Try it: Could you copy every entry exactly, with nothing changed?
Supplied data: Begin
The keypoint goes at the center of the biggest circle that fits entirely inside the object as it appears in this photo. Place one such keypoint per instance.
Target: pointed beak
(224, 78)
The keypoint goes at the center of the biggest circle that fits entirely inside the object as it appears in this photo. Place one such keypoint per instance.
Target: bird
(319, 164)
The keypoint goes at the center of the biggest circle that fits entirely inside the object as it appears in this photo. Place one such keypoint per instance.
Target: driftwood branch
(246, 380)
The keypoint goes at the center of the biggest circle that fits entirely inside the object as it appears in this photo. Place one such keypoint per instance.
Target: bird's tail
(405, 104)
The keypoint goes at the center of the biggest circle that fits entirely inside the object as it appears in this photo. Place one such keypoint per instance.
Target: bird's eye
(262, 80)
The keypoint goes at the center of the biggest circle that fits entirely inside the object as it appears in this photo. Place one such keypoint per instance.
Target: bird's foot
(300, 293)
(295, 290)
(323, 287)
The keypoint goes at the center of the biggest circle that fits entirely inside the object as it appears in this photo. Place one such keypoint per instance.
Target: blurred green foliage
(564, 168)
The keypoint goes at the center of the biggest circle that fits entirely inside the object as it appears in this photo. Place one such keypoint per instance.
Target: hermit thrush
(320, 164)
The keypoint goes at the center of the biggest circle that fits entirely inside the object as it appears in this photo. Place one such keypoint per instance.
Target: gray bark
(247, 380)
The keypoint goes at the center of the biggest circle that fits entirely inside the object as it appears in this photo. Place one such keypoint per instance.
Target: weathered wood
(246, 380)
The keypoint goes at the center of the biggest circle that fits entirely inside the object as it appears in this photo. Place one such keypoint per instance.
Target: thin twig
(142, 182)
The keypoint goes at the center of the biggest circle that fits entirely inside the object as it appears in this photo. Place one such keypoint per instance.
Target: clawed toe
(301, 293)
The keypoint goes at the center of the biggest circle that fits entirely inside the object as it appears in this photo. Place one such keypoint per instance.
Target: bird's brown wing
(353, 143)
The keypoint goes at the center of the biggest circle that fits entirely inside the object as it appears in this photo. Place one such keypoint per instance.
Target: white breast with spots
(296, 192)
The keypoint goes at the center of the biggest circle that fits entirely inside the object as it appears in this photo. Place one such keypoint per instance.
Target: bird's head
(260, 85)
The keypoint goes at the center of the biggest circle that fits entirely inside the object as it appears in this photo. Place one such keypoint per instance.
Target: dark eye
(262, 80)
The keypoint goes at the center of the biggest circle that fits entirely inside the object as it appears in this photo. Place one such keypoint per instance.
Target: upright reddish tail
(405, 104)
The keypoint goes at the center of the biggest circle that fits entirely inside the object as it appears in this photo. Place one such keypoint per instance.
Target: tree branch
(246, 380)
Supplied data: End
Response:
The keypoint goes at the center of the biggest circle that fits entirely inside the object as it appears in this photo. Place one such keypoint per instance.
Target: pointed beak
(224, 78)
The keypoint goes at the center of the biggest circle that fits entirely inside the object as it appears in this photo. Place one such keypoint per instance.
Target: bird
(319, 164)
The keypoint goes at the center of the biggest circle that fits entirely inside the object as it appears in this photo. Place one such keypoint per instance.
Target: driftwood branch
(246, 380)
The keypoint goes at the center of the biggest circle that fits entirely inside the object as it appears in this photo. Place one such keypoint per instance.
Target: bird's tail
(405, 104)
The keypoint goes at the center of the biggest circle that fits entirely inside the object as it appears in this photo. Place one such keypoint per instance.
Target: bird's eye
(262, 80)
The keypoint goes at the center of the biggest circle that fits entirely inside the object as it appears in this photo. Place one such keypoint per instance.
Target: bird's foot
(300, 293)
(295, 290)
(323, 287)
The keypoint goes at the center of the biggest circle that fits entirely inside the object as it appears in this photo. Place one such keypoint per instance.
Target: blurred green foliage
(564, 168)
The keypoint goes at the center of the biggest circle that fits entirely inside the object as it appears in this photo. Place one such keypoint per instance.
Target: hermit thrush
(320, 164)
The keypoint goes at the center of the biggest circle that fits entirely inside the object as it appears in this photo. Place one such keypoint per instance.
Target: gray bark
(247, 380)
The keypoint goes at the center of the biggest circle that fits entirely inside the object as it appears in this photo. Place one such keypoint per instance.
Target: weathered wood
(246, 380)
The keypoint goes at the center of the biggest circle that fits entirely inside the object as it appears in this photo. Place one such keypoint per instance.
Target: thin twig
(142, 182)
The keypoint goes at the center of the biggest circle that fits entirely inside the object as it appears in this photo. Place one such keypoint per instance.
Target: clawed toe
(301, 293)
The keypoint goes at the center of the biggest circle that fits entirely inside the object as it appears in this photo. Place one such keypoint per instance.
Target: bird's brown wing
(353, 143)
The keypoint goes at the center of the biggest circle that fits entirely inside the object as it appears in this photo. Place one such keypoint per instance.
Target: white breast with spots
(296, 192)
The keypoint goes at the center of the biggest circle that fits entirely inside the object as it appears in this photo. Place one such keypoint per instance.
Target: bird's head
(260, 85)
The keypoint goes at the center of the biggest circle that fits entirely inside the object as it appears in this photo. Place one such keypoint per instance.
Target: dark eye
(262, 80)
The keypoint goes at the center of the biggest circle that fits entirely inside the object as it appears in this photo. Place one such keypoint per instance.
Target: upright reddish tail
(405, 104)
The keypoint goes at the center of the biggest circle that fits entirely inside the object as it appears in this photo. Place one such keypoint per instance.
Target: tree branch
(246, 380)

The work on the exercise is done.